* **Exercise directions**
Output the listing exactly, leaving nothing out.

-- Source data follows --

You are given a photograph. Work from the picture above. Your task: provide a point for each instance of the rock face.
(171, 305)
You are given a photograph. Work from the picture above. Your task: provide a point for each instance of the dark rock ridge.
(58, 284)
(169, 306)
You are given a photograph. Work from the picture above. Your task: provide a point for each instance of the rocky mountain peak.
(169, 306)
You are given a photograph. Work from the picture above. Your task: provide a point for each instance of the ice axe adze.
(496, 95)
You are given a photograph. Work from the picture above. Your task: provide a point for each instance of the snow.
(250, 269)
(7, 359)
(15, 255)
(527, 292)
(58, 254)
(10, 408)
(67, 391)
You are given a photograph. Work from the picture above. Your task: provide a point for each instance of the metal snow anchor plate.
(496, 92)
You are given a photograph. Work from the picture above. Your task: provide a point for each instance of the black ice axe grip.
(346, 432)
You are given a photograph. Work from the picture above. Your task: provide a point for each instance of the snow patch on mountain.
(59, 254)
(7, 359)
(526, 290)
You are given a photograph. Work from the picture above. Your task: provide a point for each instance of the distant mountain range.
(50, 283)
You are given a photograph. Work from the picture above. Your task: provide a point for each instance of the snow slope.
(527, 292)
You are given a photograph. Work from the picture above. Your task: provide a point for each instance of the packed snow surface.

-- Source data concluded --

* **Exercise result**
You are given a photograph. Work from the picture above. Your task: provide a point for each instance of the rock face.
(171, 305)
You are given a photograph. Work from the picture above. Your task: provide a point for each instance of the dark rock ridge.
(58, 284)
(169, 306)
You are given a photograph. Work from the picture above. Your task: provide a point for each instance of the rocky mountain peak.
(169, 306)
You are given a photograph. Work from the picture above. Your task: provide a point for each instance of the ice axe adze.
(496, 95)
You are given a photograph. Work from the picture above. Your task: provide a point for each instance of the snow.
(250, 269)
(7, 359)
(15, 255)
(527, 292)
(58, 254)
(10, 408)
(67, 391)
You are given a photograph. Work from the picture above. Your task: provide a point for each instance of the metal snow anchor plate.
(496, 92)
You are given a photograph. Work from the picture above. Your task: provide a point for each instance of the black ice axe grip.
(346, 432)
You are given a photograph. Work from the picture above. Your task: provide a point for each instance of the snow patch on mountain.
(59, 254)
(7, 359)
(526, 290)
You are given a photograph. Work from the picture above. Your task: provide a point for each instance of the distant mountain range.
(50, 283)
You are given a photograph. Work from the picture above. Your task: provide a point for each instance of the snow slope.
(527, 292)
You are given a photograph. Work from the picture above. Your task: provide a point for each instance of the packed snow surface.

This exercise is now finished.